───── Dataset extract

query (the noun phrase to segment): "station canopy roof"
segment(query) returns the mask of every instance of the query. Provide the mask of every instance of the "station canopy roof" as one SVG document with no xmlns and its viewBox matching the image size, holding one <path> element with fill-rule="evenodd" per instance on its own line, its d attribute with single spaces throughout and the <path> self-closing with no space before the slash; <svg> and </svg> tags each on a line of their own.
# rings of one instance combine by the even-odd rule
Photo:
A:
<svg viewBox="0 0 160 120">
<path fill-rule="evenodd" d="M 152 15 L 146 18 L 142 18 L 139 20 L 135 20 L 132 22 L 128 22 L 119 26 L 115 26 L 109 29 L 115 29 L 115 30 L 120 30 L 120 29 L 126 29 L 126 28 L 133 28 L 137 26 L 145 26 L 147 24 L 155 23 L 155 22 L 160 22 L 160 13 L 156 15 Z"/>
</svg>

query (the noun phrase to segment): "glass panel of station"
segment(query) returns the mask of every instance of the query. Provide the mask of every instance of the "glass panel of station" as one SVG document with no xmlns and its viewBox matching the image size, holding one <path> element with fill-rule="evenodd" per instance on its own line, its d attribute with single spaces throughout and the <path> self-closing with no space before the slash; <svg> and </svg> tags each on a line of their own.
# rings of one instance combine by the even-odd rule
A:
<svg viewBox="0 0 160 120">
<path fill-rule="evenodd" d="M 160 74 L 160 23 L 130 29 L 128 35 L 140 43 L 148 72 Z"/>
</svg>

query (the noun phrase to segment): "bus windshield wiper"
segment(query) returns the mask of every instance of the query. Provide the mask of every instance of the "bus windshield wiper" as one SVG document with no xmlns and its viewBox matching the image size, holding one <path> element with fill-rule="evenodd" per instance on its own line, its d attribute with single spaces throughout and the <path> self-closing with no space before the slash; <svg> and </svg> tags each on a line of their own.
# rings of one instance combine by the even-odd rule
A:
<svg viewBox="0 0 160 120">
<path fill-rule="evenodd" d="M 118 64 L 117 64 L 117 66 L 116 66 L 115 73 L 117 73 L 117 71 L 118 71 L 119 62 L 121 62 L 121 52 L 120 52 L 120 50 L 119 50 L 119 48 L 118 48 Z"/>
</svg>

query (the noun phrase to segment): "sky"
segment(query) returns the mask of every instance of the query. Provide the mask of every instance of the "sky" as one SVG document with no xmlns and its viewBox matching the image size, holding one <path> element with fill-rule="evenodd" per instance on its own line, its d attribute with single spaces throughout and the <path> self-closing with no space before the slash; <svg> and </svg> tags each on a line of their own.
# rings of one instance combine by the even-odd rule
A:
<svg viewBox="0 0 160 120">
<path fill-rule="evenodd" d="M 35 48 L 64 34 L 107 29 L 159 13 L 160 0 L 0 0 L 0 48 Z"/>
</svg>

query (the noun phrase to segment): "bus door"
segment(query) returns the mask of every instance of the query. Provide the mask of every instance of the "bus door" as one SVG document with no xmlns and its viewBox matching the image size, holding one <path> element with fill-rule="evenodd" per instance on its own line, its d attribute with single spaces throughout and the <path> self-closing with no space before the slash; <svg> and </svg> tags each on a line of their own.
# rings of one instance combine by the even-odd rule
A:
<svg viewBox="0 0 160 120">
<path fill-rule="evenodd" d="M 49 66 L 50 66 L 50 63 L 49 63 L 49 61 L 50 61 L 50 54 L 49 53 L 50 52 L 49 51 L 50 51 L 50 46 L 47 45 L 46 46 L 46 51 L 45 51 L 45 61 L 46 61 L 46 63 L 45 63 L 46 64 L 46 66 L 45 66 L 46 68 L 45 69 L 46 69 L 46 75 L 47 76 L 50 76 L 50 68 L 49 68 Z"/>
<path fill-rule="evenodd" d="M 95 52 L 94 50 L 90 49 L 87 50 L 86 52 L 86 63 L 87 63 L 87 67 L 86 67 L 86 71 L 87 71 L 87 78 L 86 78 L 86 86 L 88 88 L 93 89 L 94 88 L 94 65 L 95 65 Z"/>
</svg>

──────────

*Activity*. Reproduce every record above exactly as it appears.

*Task solution*.
query (the noun phrase to segment): "station canopy roof"
segment(query) returns the mask of every instance of the query. Provide the mask of every instance of the "station canopy roof" as one SVG document with no xmlns and its viewBox matching the image size, holding one <path> element with fill-rule="evenodd" per instance on its own line, its d attribute with single spaces throughout and the <path> self-closing with no space before the slash; <svg> and </svg> tags each on a line of their own.
# rings of one instance combine by the even-odd rule
Photo:
A:
<svg viewBox="0 0 160 120">
<path fill-rule="evenodd" d="M 152 15 L 146 18 L 142 18 L 139 20 L 135 20 L 132 22 L 128 22 L 119 26 L 115 26 L 109 29 L 115 29 L 115 30 L 120 30 L 120 29 L 126 29 L 126 28 L 133 28 L 137 26 L 145 26 L 147 24 L 155 23 L 155 22 L 160 22 L 160 13 L 156 15 Z"/>
</svg>

query (the noun phrase to segment): "glass panel of station"
segment(query) returns the mask of every instance of the query. Provide the mask of every instance of the "glass panel of station" as one SVG document with no xmlns and its viewBox matching the image size, holding one <path> element with fill-rule="evenodd" per instance on its own line, its d attribute with single spaces throughout and the <path> self-closing with no space before the slash; <svg> and </svg> tags each on a line of their own.
# rings of one instance combine by the even-odd rule
A:
<svg viewBox="0 0 160 120">
<path fill-rule="evenodd" d="M 160 74 L 160 23 L 130 29 L 128 35 L 140 43 L 148 72 Z"/>
</svg>

query (the noun phrase to segment): "bus windshield wiper"
segment(query) returns the mask of every instance of the query. Provide the mask of every instance of the "bus windshield wiper" as one SVG document with no xmlns and its viewBox matching the image size, holding one <path> element with fill-rule="evenodd" per instance on its own line, its d attribute with single spaces throughout and the <path> self-closing with no space before the slash; <svg> and </svg> tags each on a line of their own.
# rings of one instance combine by the even-odd rule
A:
<svg viewBox="0 0 160 120">
<path fill-rule="evenodd" d="M 118 64 L 117 64 L 117 66 L 116 66 L 115 73 L 117 73 L 117 71 L 118 71 L 119 62 L 121 62 L 121 52 L 120 52 L 120 50 L 119 50 L 119 48 L 118 48 Z"/>
</svg>

query (the noun phrase to segment): "sky"
segment(query) returns the mask of every instance of the query. Provide the mask of every instance of the "sky" as one SVG document with no xmlns and its viewBox matching the image size, holding one <path> element with fill-rule="evenodd" per instance on its own line, its d attribute with single spaces throughout and the <path> self-closing with no space before the slash; <svg> and </svg> tags each on a line of their own.
# rings of one instance combine by the even-odd rule
A:
<svg viewBox="0 0 160 120">
<path fill-rule="evenodd" d="M 35 48 L 64 34 L 107 29 L 159 13 L 160 0 L 0 0 L 0 48 Z"/>
</svg>

query (the noun phrase to segment): "bus door"
segment(query) returns the mask of every instance of the query. Provide the mask of every instance of the "bus door" as one SVG document with no xmlns and its viewBox matching the image size, holding one <path> element with fill-rule="evenodd" per instance on its own line, its d attribute with single spaces throughout and the <path> self-closing with no space before the slash; <svg> and </svg> tags each on a line of their own.
# rings of one instance combine by the even-odd rule
A:
<svg viewBox="0 0 160 120">
<path fill-rule="evenodd" d="M 49 66 L 50 66 L 50 63 L 49 63 L 49 61 L 50 61 L 50 54 L 49 53 L 50 52 L 49 51 L 50 51 L 50 46 L 47 45 L 46 46 L 46 51 L 45 51 L 45 61 L 46 61 L 46 63 L 45 63 L 46 64 L 46 66 L 45 66 L 46 68 L 45 69 L 46 69 L 46 75 L 47 76 L 50 76 L 50 68 L 49 68 Z"/>
<path fill-rule="evenodd" d="M 95 52 L 94 50 L 90 49 L 87 50 L 86 52 L 86 63 L 87 63 L 87 67 L 86 67 L 86 71 L 87 71 L 87 78 L 86 78 L 86 86 L 88 88 L 93 89 L 94 88 L 94 65 L 95 65 Z"/>
</svg>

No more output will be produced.